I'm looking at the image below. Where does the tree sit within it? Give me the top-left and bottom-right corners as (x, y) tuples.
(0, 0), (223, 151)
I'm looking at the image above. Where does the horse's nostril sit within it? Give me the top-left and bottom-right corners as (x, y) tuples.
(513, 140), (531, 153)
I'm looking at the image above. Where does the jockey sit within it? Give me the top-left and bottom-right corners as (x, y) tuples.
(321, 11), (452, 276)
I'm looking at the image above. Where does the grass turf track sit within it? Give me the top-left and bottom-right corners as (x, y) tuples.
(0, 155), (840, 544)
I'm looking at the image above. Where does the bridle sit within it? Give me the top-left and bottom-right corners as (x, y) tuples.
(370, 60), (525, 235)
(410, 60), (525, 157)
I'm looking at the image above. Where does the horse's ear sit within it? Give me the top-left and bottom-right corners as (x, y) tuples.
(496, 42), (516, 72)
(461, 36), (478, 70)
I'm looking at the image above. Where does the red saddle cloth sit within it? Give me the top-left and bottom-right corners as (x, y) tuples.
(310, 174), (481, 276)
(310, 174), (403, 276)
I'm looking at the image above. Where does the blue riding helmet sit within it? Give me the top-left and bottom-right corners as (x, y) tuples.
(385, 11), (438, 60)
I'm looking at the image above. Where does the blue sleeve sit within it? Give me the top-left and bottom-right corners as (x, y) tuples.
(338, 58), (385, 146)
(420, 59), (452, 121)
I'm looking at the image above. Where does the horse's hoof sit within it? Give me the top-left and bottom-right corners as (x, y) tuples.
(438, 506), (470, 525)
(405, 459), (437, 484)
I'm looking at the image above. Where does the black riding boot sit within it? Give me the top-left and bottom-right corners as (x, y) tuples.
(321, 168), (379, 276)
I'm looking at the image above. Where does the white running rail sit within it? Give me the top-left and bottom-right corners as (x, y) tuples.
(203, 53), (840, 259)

### THE PROBLEM
Could you express the data above as a two-column CSV with the header text,boxes, giving one row per line of text with all the coordinates that follow it? Put each field in double quotes, and where more than one line of coordinates follows a line of text, join them in the same field with spaces.

### COMPLETED EXERCISE
text,boxes
"I'm looking at the image below. Where does the tree sit within it? Give me the top-left and bottom-right corners as (x, y) tuples.","(0, 0), (223, 151)"
"I'm looking at the image above. Where does the horse's nostril sit within it? Give me the top-left and bottom-right corners as (x, y) tuples.","(513, 140), (531, 153)"
"I'm looking at the image above. Where does the jockey sit within it? Give me the top-left and bottom-right corners as (x, y) tuples.","(321, 11), (452, 276)"
"I'm looking at the image above. Where does the grass turf track sit within it? Give me the top-left and bottom-right corners as (x, y) tuples.","(0, 155), (840, 544)"
"I'm looking at the image above. Where does the bridle sit within it? Give me the top-left and bottom-right corners as (x, y) tuples.","(370, 60), (525, 235) (410, 60), (525, 157)"
"I'm looking at the image above. Where does the horse's ear sit within it? Give me the top-left and bottom-right corners as (x, y) tuples.","(496, 42), (516, 72) (461, 36), (478, 70)"
"I'm looking at the image above. Where does the red saddle cloth sit within it? Give me the top-left and bottom-right corners as (x, y) tuples.","(310, 174), (481, 276) (310, 174), (403, 276)"
"I'm looking at the image above. Where does the blue riding helmet sit within it? Give me the top-left and bottom-right corners as (x, y) tuples.","(385, 11), (438, 60)"
"I'm looking at the image above. Where does the blue sleeve sit within it? Give me the top-left and bottom-right corners as (x, y) tuples.","(338, 58), (385, 146) (420, 59), (452, 121)"
"I'm looking at the image above. Where does the horse's hoof sit within it? Give me the top-left and bottom-right corners as (x, y) tuples.","(438, 506), (470, 525) (405, 459), (437, 484)"
"I'm looking at the image above. Where does the black riding boot sit within it? Give me the top-left and bottom-right corners as (x, y) tuples.","(321, 168), (379, 276)"
"I'm looking at the image above. Where does the white running rail sit within it? Give me the top-left and bottom-right corners as (x, y) tuples.","(203, 53), (840, 259)"